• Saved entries
=-=-=
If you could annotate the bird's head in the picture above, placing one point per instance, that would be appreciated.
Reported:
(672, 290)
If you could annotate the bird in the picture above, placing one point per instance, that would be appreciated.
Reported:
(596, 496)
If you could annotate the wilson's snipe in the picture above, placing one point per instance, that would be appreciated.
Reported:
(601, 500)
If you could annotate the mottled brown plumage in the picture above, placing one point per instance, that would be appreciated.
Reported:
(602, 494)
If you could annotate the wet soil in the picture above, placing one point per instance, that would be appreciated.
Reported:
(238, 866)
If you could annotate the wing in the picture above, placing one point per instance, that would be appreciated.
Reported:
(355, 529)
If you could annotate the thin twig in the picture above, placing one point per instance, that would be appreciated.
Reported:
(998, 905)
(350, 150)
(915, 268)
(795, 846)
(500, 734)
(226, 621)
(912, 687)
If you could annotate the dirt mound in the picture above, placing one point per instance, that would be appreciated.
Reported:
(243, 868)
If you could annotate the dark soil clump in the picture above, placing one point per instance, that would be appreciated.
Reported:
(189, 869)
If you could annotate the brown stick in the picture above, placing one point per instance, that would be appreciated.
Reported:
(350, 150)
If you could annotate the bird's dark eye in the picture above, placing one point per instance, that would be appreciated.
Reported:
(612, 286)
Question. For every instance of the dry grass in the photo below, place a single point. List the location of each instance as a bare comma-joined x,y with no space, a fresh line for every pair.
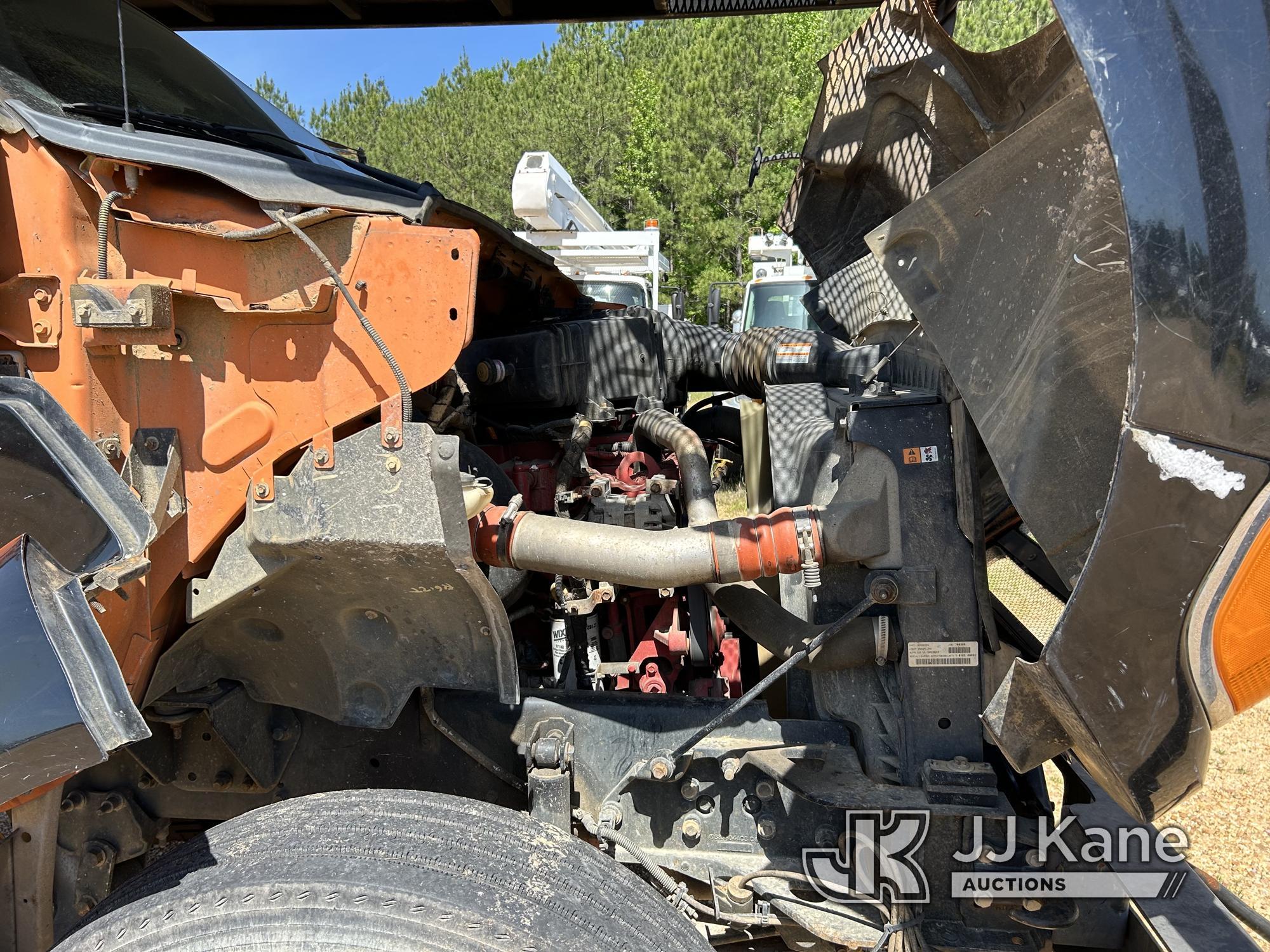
=-=-=
• PROBLEM TO WORK ON
Please transcribe each entry exactly and exclude any image it contains.

• OUTPUT
If you could annotate the bird's head in the picture above, placing one point per instance, that would be appreciated.
Reported:
(672, 290)
If you could annotate the bird in the picture above, placing one point per instance, that would be appreciated.
Reported:
(596, 496)
If you could annotate the wilson's snipe in the picture above, placing one point per instance, that would be appreciated.
Reported:
(601, 500)
If you could annotate the mottled brown plumage in the picture above, placing one point per instance, that would be appreciated.
Reported:
(602, 494)
If you could annotate the wet soil in the picture above, placing one point per instance, that would be appreciated.
Reported:
(238, 866)
If you could annotate the wing in the picture above, placing one point per instance, that would be appreciated.
Reported:
(355, 529)
If you could annotate the thin twig in the picture above, placing one point per instance, that would be appreciated.
Reported:
(998, 905)
(350, 150)
(915, 268)
(795, 846)
(500, 734)
(226, 621)
(912, 687)
If you could annotate the dirt mound in the picture above, placing one point per instance, that would be appreciated.
Reported:
(243, 868)
If you could annotate the dark soil clump in the picture above, placing one point per instance, that would be appreciated.
Reported:
(189, 869)
If you could annotate the brown stick in the picture above, placing one point per instance, that would be appreciated.
Reported:
(350, 150)
If you could annotate the bird's dark eye in the picture above, placing one point per instance, that would be appreciated.
Reported:
(612, 286)
Question. For every instance of the dry grass in the photo below, place a single point. List the location of each instance as a bare comma-joined x,y with no space, a fresh line for every pair.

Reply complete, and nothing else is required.